• **OBJETIVO DEL EJERCICIO**: Muestra cada línea del material que contenga la cadena "husk". Ten en cuenta las mayúsculas y minúsculas.

• **Registros extraídos de una colección**:
= = =
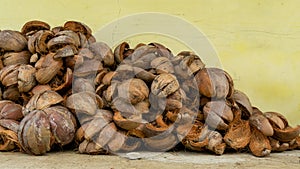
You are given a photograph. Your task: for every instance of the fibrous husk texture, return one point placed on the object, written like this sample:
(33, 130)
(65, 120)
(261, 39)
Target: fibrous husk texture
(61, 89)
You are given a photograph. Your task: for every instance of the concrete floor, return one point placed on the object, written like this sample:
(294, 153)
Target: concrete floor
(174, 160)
= = =
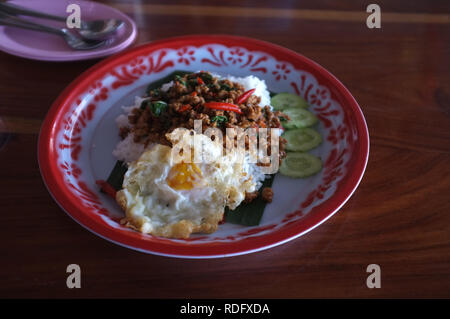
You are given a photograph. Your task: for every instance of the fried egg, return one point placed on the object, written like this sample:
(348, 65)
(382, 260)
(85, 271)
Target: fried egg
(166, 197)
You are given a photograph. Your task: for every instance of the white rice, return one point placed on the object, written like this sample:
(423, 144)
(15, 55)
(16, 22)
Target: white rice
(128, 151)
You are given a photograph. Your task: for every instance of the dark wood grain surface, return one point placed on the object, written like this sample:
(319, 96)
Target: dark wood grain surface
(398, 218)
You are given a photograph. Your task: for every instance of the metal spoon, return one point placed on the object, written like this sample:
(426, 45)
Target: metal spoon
= = =
• **SOLUCIÓN**:
You are given a photograph. Your task: for every instance of the fibrous husk texture, return one point placed on the object, written like this sample:
Target: fibrous husk texture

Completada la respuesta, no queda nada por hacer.